→ DATA SUPPLIED
=======

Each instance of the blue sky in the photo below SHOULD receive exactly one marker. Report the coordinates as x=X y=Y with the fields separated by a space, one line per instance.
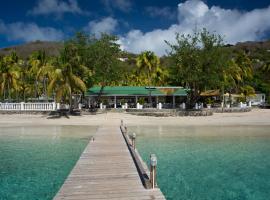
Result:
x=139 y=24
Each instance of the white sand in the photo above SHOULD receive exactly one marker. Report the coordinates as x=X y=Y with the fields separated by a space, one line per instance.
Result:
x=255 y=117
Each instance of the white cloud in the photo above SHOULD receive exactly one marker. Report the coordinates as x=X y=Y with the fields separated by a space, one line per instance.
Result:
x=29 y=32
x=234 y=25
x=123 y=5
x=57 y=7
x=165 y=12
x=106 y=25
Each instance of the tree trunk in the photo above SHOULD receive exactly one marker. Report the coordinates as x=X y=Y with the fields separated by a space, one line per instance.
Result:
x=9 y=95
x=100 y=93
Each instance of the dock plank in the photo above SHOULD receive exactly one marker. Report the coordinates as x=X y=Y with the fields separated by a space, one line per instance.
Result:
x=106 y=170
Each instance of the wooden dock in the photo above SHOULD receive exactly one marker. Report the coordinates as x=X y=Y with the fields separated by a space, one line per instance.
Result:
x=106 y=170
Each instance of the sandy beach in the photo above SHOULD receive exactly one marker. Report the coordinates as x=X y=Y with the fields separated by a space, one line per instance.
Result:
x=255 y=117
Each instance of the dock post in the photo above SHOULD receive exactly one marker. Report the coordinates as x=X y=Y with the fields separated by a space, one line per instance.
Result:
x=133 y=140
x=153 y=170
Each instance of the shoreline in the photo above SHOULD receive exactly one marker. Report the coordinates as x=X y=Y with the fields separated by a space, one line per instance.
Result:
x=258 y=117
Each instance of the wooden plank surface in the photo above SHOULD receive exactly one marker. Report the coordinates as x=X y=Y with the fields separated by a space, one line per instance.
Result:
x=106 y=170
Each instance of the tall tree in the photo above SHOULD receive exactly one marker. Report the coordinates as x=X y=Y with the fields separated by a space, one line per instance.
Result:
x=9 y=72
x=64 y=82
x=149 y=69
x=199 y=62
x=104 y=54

=======

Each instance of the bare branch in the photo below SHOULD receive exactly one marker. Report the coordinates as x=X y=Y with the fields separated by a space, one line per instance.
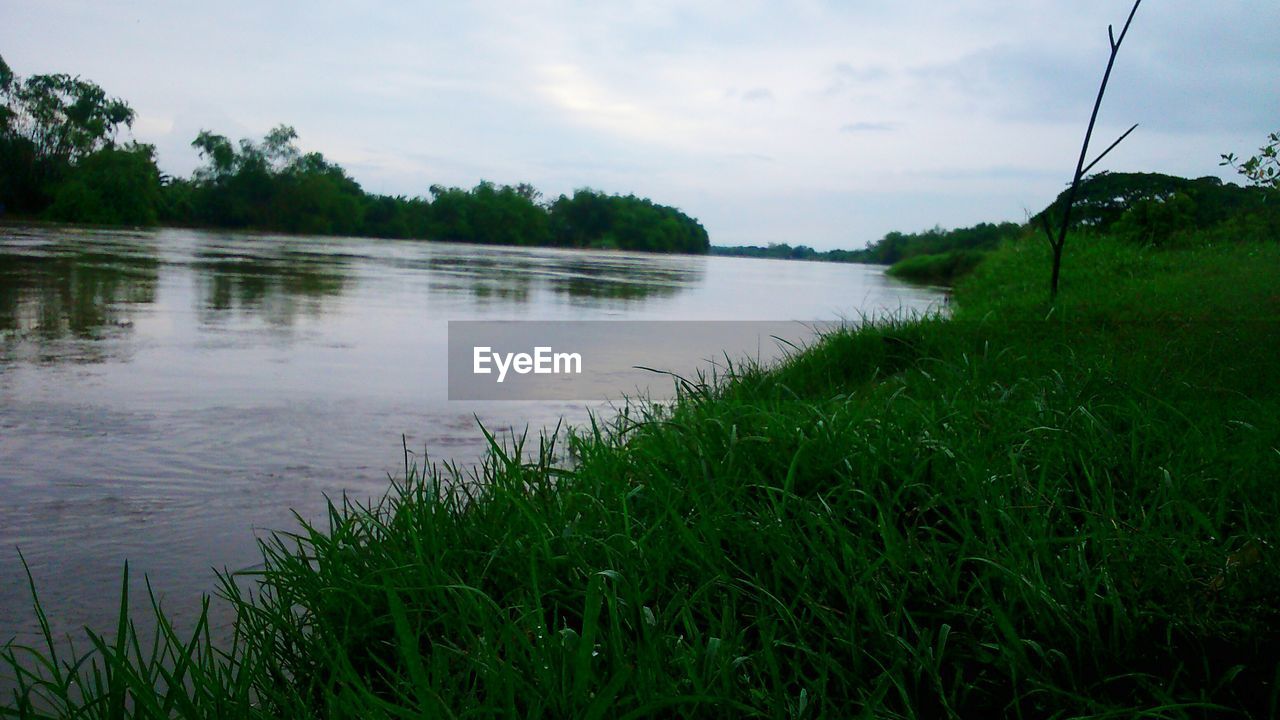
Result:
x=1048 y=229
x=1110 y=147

=======

→ TO DO
Reproduce the records verbatim, beginning with the line that contains "Each instance of the tree" and continuing through the line that contains "x=258 y=117", with both of those lines included.

→ THE RESPONSE
Each instance of the tree trunk in the photo above SHOULD receive exactly one marker. Report the coordinates as x=X y=Y with the fields separated by a space, one line per instance.
Result:
x=9 y=95
x=100 y=93
Each instance of the dock plank in the photo above SHOULD receive exactly one marker. Report the coordinates as x=X y=Y with the fields separated by a space, one line per instance.
Result:
x=106 y=170
Each instance of the wooden dock in the photo above SHOULD receive exactly one marker. Report the coordinates as x=X y=Y with the fields separated by a space, one line per instance.
Result:
x=106 y=170
Each instance of the sandy beach in the photo above SHOULD receive exactly one marker. Report the coordinates as x=X y=Y with the fields separated by a space, one line per instance.
Result:
x=255 y=117
Each instance of the dock post in the photo above SHOULD receive exactly one marker. Report the coordinates as x=X y=Y with the fields separated by a space, one line per instance.
Result:
x=133 y=140
x=153 y=170
Each instance of the shoreline in the photo above SHOULD receive exactly one marker. Report the coordinates as x=X y=Y with the fields separated by a space, one line per instance.
Result:
x=258 y=117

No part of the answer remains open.